What you need to do —
Wherever a picture appears in the listing, leave it out, and copy the rest exactly.

Source records —
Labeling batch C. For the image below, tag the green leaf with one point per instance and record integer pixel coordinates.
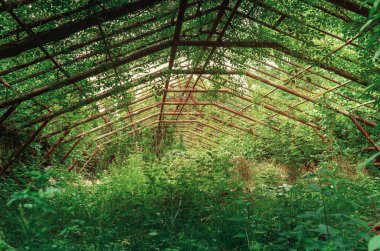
(314, 187)
(239, 235)
(374, 243)
(367, 161)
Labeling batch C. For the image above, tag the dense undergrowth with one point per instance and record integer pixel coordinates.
(192, 201)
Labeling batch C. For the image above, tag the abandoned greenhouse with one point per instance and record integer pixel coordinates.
(190, 125)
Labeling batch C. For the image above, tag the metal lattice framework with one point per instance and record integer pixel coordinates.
(98, 71)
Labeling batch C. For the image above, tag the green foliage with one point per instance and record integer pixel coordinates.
(192, 201)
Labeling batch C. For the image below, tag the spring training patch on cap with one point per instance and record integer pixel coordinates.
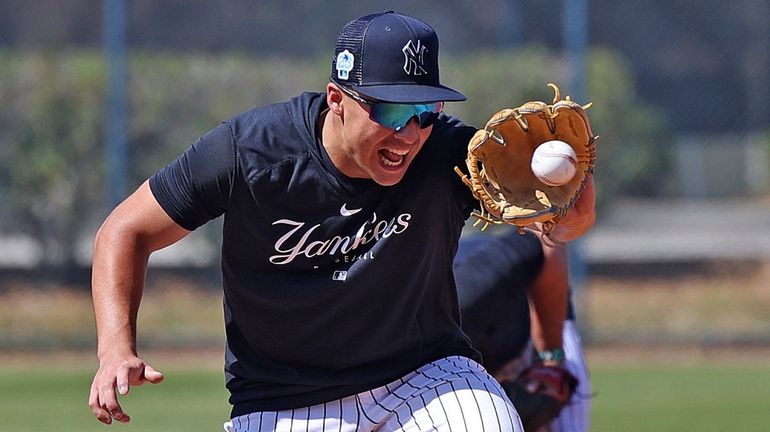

Task response —
Labeling batch C. For the image below, tag the green leaf with one point per instance and record integer pixel coordinates.
(314, 187)
(239, 235)
(374, 243)
(367, 161)
Labeling batch C. For the image above, tag the dense undergrowth with one point per instance and record integer pixel coordinates.
(192, 201)
Labeling batch C. For the image above, tag the abandoned greenhouse with one point per instance and record integer pixel coordinates.
(190, 125)
Labeling batch C. For the image above, tag the metal lattice framework with one point per instance and record integer pixel coordinates.
(98, 71)
Labeling batch C. For the image above, tag the green foliage with one point per instance and record integer pixel coordinates.
(192, 201)
Labeling batch C. For the image below, tag the spring training patch on cap with one point per instance and record integer pixel coordinates.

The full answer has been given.